▸ EXERCISE TASKS
A: In the passage on French communes in 1789, list each duty named in the sentence that begins "The commune must arm itself".
B: Carry on the passage on French communes in 1789 from the point where it stops.

▸ EXTRACT
■ ■ ■

Things could not work otherwise. For, before the 6th of October, and the King's captivity in Paris, the Government had already been destroyed. Now, through the successive decrees of the Assembly, it is legally done away with, and each local group is left to itself.—The intendants have fled, military commanders are not obeyed, the bailiwicks dare hold no courts, the parliaments are suspended, and seven months elapse before the district and department administrations are elected, a year before the new judgeships are instituted, while afterwards, as well as before, the real power is in the hands of the communes.—The commune must arm itself, appoint its own chiefs, provide its own supplies, protect itself against brigands, and feed its own poor. It has to sell its national property, install the constitutional priest, and, amidst so many eager passions and injured interest, accomplish the transformation by which a new society replaces the ancient one. It alone has to ward off the perpetual and constantly reviving dangers which assail it or which it imagines. These are great, and it exaggerates them. It is inexperienced and alarmed. It is not surprising that, in the exercise of its extemporized power, it should pass beyond its natural or legal limit, and without being aware of it, overstep the metaphysical line which the Constitution defines between its rights and the rights of the State. Neither hunger, fear, rage, nor any of the popular passions can wait; there is no time to refer to Paris. Action is necessary, immediate action, and, with the means at hand, they must save themselves as well as they can. This or that mayor of a village is soon to find himself a general and a legislator. This or that petty town is to give itself a charter like Laon or Vezelay in the twelfth century. "On the 6th of October, 1789,3114 near Autun, the market-town of Issy-l'Evêque declares itself an independent State. The parish assembly is convoked by the priest, M. Carion, who is appointed member of the administrative committee and of the new military staff. In full session he secures the adoption of a complete code, political, judiciary, penal and military, consisting of sixty articles. Nothing is overlooked; we find ordinances concerning
"the town police, the laying out of streets and public squares, the repairs of prisons, the road taxes and price of grain, the administration of justice, fines, confiscations, and the diet of the National Guards."

■ ■ ■

▸ LISTING

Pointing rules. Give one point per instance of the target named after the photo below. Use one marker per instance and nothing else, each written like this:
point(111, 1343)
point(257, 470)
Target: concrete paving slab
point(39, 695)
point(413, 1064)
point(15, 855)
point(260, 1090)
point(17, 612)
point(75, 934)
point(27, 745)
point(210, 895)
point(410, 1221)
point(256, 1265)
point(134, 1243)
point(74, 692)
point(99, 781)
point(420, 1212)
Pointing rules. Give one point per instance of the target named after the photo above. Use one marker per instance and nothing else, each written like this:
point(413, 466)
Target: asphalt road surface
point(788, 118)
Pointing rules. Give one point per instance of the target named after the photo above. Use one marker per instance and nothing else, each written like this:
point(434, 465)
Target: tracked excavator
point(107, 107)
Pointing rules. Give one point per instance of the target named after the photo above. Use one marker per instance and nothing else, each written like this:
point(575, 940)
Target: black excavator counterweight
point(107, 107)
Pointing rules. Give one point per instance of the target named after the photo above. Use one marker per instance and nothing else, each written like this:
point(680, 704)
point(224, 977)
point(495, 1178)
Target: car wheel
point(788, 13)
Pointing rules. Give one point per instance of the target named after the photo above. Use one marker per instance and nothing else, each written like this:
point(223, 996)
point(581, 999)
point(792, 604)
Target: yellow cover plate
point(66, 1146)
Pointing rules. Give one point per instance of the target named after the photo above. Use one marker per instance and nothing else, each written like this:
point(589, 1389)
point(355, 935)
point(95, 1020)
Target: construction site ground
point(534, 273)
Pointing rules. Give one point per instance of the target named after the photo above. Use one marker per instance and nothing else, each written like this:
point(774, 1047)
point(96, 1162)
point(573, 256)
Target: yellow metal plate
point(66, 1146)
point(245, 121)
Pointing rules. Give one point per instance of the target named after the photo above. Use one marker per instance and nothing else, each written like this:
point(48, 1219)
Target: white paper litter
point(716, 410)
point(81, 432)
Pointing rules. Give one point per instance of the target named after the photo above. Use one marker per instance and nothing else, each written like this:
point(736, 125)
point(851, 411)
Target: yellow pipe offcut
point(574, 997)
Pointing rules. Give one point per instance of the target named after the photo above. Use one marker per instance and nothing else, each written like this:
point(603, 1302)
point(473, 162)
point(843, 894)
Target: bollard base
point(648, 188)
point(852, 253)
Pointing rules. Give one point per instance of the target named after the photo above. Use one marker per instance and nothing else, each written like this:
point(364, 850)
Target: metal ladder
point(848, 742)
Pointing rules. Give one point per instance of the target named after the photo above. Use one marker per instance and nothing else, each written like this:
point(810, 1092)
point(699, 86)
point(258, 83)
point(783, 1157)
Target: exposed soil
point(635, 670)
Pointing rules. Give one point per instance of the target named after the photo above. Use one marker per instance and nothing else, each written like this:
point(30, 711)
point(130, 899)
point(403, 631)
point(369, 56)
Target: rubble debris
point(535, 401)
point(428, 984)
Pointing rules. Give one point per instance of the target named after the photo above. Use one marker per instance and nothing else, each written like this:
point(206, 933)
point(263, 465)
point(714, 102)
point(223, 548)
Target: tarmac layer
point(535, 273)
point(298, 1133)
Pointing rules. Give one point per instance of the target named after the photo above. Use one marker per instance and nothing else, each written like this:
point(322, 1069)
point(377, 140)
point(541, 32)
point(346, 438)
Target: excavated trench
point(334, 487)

■ ■ ■

▸ TASK-BY-TASK RESULTS
A:
arm itself
appoint its own chiefs
provide its own supplies
protect itself against brigands
feed its own poor

B:
He is a provincial Solon,3115 zealous for the public welfare, and a man of executive power, he expounds his ordinances from the pulpit, and threatens the refractory. He passes decrees and renders judgments in the town-hall: outside the town limits, at the head of the National Guard, saber in hand, he will enforce his own decisions. He causes it to be decided that, on the written order of the committee, every citizen may be imprisoned. He imposes and collects taxes; he has boundary walls torn down; he goes in person to the houses of cultivators and makes requisitions for grain; he seizes the convoys which have not deposited their quote in his own richly stored granaries. One day, preceded by a drummer, he marches outside the walls, makes proclamation of "his agrarian laws," and proceeds at once to the partition of the territory, and, by virtue of the ancient communal or church property rights, to assign to himself a portion of it. All this is done in public and consciously, the notary and the scrivener being called in to draw up the official record of his acts; he is satisfied that human society has come to an end, and that each local group has the right to begin over again and apply in its own way the Constitution which it has accorded to itself without reference to anybody else.—This man, undoubtedly, talks too loudly, an proceeds too quickly; and first the bailiwick, next the Châtelet, and afterwards the National Assembly temporarily put a stop to his proceedings; but his principle is a popular one, and the forty thousand communes of France are about to act like so many distinct republics, under the sentimental and constantly more powerless reprimands of the central authority.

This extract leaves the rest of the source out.